• GOAL OF THE EXERCISE: In the records below, find the line with "Look at this image and find the fire pit." and the line with "Look at this image and find the white door."; return exactly those lines and every line between them.
BEGIN PROVIDED RECORDS
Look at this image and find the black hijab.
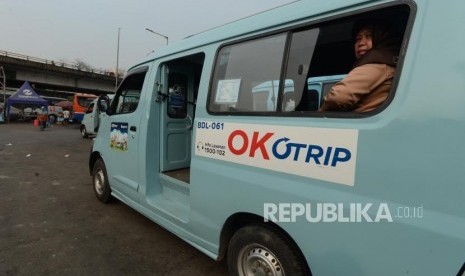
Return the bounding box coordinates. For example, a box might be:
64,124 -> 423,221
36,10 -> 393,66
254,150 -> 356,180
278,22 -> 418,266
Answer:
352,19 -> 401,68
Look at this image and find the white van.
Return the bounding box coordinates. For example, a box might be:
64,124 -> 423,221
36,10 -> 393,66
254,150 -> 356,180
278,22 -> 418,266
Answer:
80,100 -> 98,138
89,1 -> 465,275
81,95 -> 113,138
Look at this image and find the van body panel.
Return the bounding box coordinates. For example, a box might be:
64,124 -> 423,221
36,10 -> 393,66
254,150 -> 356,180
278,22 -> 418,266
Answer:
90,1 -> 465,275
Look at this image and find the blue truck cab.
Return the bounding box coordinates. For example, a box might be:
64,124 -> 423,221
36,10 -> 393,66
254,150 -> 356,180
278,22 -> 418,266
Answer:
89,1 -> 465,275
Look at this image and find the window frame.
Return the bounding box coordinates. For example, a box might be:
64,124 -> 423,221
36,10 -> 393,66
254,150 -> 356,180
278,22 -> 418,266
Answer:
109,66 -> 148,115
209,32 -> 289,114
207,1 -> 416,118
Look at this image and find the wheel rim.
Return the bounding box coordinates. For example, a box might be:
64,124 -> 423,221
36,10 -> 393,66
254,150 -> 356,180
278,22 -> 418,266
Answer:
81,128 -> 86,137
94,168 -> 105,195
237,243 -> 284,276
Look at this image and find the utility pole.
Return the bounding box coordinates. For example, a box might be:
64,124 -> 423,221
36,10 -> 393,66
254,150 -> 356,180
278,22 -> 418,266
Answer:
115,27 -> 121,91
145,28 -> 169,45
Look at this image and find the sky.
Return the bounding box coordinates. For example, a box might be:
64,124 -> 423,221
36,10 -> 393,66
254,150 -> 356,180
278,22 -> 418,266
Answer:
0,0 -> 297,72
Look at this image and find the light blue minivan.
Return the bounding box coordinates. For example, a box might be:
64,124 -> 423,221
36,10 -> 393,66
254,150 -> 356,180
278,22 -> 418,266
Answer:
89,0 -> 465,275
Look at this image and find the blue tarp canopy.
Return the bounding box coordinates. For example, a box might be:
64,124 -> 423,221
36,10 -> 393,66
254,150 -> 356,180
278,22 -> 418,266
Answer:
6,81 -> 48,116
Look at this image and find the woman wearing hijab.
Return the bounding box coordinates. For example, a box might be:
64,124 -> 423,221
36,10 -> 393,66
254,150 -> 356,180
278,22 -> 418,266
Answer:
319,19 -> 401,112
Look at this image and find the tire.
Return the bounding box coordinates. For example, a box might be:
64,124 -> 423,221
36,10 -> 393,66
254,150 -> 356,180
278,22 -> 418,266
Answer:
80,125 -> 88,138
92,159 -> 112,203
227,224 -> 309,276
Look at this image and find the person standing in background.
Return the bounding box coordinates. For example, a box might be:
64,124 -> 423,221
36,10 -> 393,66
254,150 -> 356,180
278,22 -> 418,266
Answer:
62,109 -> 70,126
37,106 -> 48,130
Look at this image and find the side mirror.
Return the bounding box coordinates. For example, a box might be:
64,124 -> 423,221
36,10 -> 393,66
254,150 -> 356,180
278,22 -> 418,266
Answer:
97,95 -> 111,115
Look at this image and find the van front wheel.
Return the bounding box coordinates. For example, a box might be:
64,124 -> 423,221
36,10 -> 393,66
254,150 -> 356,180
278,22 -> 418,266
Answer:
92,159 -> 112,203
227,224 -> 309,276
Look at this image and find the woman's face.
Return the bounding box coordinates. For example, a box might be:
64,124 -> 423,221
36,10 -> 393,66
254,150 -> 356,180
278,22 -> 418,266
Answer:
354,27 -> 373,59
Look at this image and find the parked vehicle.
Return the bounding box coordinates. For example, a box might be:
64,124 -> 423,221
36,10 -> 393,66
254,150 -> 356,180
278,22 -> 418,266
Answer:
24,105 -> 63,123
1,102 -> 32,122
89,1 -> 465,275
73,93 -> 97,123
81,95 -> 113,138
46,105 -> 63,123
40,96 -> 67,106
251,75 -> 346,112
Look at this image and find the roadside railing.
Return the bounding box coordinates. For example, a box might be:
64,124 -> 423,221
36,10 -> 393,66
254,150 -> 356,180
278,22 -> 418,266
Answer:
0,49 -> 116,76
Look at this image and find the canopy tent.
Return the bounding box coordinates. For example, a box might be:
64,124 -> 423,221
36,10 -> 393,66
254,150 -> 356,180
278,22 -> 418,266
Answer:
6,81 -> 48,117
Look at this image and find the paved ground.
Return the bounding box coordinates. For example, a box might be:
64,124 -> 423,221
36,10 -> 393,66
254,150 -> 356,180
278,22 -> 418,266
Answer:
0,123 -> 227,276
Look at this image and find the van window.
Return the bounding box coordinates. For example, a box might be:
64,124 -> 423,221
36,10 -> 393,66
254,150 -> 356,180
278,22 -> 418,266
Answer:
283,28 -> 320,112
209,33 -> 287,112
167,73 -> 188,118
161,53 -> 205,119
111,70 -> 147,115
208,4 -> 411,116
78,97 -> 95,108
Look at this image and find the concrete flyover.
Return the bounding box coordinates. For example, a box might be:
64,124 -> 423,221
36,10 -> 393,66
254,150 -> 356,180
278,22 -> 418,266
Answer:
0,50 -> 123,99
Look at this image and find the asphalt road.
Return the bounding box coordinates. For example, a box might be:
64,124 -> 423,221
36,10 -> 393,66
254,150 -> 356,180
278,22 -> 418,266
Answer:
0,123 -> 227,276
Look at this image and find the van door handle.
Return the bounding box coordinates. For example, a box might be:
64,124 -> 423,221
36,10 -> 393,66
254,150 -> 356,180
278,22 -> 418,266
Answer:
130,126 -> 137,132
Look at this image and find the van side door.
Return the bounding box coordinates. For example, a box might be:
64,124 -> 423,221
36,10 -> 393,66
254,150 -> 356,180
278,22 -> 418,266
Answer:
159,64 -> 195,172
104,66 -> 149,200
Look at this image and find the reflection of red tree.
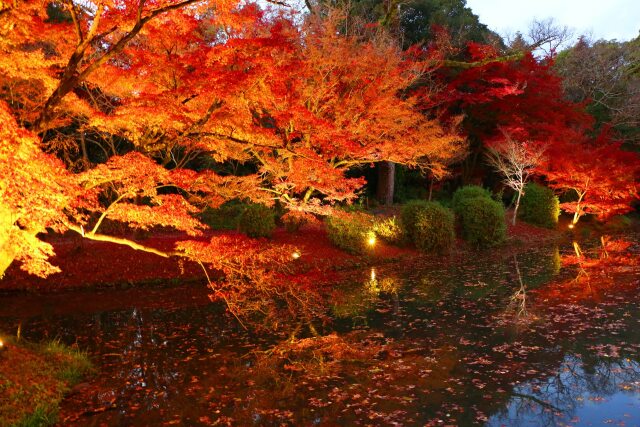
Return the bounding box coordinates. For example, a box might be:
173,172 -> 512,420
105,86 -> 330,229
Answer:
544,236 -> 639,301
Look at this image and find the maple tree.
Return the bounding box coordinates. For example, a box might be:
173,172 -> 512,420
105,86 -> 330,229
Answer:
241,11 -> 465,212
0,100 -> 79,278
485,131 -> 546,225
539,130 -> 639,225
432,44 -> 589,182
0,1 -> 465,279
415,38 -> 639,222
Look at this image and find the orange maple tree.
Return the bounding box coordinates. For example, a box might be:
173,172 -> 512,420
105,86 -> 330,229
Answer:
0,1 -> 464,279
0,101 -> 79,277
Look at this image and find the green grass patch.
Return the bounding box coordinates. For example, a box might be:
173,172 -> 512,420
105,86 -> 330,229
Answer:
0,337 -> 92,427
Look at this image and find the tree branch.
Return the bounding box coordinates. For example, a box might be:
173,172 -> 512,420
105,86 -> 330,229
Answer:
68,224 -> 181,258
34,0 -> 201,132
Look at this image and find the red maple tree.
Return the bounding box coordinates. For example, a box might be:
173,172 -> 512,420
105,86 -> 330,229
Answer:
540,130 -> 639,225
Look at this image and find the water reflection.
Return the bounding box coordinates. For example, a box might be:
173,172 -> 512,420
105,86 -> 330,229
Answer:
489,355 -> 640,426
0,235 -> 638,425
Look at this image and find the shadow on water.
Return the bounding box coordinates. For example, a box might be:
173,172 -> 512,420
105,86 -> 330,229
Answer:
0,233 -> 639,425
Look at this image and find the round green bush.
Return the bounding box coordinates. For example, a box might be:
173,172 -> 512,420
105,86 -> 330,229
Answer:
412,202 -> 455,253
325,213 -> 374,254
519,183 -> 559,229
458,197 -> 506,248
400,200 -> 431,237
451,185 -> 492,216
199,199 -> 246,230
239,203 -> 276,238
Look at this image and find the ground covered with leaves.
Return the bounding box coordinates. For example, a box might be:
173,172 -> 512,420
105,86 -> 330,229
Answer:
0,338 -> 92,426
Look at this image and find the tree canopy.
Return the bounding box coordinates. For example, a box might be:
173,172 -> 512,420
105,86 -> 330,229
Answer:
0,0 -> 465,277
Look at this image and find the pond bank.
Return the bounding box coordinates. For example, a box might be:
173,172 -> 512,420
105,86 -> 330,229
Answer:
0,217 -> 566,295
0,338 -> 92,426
END PROVIDED RECORDS
BEGIN PROVIDED RECORDS
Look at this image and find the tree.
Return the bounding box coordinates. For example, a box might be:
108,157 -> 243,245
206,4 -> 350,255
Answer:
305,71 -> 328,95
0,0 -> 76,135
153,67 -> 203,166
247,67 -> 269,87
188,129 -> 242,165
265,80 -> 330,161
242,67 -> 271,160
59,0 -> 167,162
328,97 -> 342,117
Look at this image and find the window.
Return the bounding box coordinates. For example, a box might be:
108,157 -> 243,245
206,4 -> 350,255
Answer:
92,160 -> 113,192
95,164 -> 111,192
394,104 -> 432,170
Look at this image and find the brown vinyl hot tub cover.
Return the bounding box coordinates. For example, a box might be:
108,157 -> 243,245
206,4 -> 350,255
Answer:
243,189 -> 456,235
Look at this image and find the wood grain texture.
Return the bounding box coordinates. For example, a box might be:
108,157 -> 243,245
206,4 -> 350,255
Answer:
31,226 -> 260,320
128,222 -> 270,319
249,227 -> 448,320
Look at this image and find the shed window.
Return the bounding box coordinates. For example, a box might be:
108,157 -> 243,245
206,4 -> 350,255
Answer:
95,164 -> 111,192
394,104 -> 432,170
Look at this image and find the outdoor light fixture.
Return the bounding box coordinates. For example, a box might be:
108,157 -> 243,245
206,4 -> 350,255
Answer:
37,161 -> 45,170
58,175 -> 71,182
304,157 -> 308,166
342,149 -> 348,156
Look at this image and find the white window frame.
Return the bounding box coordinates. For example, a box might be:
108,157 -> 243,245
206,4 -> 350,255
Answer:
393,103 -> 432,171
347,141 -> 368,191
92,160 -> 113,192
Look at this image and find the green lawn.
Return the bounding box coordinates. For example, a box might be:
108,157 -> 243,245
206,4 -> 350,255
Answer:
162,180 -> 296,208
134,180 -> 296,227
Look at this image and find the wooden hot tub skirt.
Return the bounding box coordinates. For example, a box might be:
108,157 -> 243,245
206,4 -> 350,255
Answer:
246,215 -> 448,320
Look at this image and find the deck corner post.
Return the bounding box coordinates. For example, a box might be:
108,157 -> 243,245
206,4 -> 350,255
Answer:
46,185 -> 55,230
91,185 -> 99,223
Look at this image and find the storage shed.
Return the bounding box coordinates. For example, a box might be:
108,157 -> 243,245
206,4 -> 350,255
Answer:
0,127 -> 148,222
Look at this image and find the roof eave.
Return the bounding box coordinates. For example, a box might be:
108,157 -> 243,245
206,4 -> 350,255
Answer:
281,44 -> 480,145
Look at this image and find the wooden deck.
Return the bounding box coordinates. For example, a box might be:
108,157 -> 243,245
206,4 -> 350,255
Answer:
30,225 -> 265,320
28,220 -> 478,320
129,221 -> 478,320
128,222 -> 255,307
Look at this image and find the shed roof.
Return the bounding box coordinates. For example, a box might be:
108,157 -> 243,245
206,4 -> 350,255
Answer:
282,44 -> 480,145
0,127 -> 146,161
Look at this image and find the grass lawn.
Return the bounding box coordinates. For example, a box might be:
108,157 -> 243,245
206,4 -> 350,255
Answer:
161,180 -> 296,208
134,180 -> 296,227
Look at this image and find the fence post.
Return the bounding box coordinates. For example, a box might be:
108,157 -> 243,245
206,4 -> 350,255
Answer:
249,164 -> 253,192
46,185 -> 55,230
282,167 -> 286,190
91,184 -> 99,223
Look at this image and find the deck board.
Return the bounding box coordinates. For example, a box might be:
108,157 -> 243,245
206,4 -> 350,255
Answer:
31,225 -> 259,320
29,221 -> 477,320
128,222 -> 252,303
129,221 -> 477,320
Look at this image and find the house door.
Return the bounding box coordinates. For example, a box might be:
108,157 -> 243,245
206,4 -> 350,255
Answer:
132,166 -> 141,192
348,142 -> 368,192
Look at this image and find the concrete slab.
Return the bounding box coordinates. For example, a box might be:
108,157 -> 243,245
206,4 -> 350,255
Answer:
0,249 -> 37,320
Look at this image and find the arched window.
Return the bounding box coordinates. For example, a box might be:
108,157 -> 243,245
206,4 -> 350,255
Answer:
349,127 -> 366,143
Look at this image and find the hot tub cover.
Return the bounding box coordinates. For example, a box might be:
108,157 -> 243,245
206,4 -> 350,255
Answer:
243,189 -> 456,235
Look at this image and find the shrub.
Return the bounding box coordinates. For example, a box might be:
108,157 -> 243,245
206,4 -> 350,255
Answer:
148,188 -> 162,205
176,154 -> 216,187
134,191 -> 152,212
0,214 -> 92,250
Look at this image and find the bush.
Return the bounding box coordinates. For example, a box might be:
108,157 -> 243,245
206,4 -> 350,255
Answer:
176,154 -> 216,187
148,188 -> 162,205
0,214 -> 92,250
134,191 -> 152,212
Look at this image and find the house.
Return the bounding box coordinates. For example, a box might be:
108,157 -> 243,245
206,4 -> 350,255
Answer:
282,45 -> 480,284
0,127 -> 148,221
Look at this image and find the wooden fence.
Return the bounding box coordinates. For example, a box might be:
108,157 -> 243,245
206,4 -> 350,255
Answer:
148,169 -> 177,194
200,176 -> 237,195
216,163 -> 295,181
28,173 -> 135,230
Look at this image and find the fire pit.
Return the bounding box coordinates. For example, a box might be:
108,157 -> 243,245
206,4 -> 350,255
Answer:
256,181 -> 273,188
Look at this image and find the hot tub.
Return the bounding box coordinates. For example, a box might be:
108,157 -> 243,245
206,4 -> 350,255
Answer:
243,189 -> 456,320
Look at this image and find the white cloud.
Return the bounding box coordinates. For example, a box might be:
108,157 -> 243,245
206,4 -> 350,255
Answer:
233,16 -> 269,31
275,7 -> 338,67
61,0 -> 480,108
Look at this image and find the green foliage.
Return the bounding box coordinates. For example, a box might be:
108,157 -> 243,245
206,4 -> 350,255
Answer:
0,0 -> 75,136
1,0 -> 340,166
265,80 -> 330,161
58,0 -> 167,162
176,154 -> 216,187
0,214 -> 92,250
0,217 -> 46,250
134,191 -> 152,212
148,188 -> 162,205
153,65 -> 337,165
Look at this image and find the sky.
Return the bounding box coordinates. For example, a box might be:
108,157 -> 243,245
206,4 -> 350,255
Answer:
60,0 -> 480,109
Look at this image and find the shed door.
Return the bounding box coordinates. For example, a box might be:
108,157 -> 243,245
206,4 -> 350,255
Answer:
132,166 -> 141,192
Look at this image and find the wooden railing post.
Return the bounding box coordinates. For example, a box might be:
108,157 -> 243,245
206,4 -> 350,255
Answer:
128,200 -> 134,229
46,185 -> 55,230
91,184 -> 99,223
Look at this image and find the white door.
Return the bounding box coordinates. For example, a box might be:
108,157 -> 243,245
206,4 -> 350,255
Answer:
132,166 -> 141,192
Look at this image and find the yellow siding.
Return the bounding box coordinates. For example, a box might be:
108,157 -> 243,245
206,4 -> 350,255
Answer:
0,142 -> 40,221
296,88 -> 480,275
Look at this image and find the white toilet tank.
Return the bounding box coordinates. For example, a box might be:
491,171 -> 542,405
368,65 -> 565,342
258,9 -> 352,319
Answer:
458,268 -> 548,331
END PROVIDED RECORDS
• FINISHED EXERCISE:
Look at this image and find the fire pit.
Return the bounding box coordinates. For example, a box might be:
108,157 -> 243,245
206,4 -> 350,255
Answer:
256,181 -> 273,188
Look at this image and find the hot tub.
Return the bounding box coordinates. For example, a box might be:
108,157 -> 243,245
206,4 -> 350,255
Answer:
243,189 -> 456,320
Look at this image and find the white cloud.
Return the bounding box coordinates. For example, a box might be:
108,157 -> 243,245
206,4 -> 350,255
Answer:
233,16 -> 269,31
275,7 -> 338,67
61,0 -> 480,108
Look at this image and find the green foliage.
Return the bounding box coordinates. For example, a box might be:
108,157 -> 243,245
206,4 -> 350,255
Answer:
0,0 -> 75,136
1,0 -> 340,166
265,80 -> 330,161
58,0 -> 167,162
176,154 -> 216,187
0,214 -> 92,250
0,217 -> 46,250
134,191 -> 152,212
148,188 -> 162,205
153,65 -> 337,165
Look at this image and find the sky.
Return the bounding box coordinates. For example, a box might be:
108,157 -> 243,245
206,4 -> 350,255
Answer:
60,0 -> 480,109
Look at this image and find the shed door.
Return the bounding box coordinates. For example, a box might be:
108,157 -> 243,245
206,4 -> 350,255
Answer:
132,166 -> 141,192
Look at this image and find the wooden railing post.
Return the bounding box coordinates. For example, a box might be:
108,157 -> 243,245
206,4 -> 350,255
Answer:
128,200 -> 134,229
46,185 -> 55,230
91,184 -> 99,223
Look at this image and find the white door.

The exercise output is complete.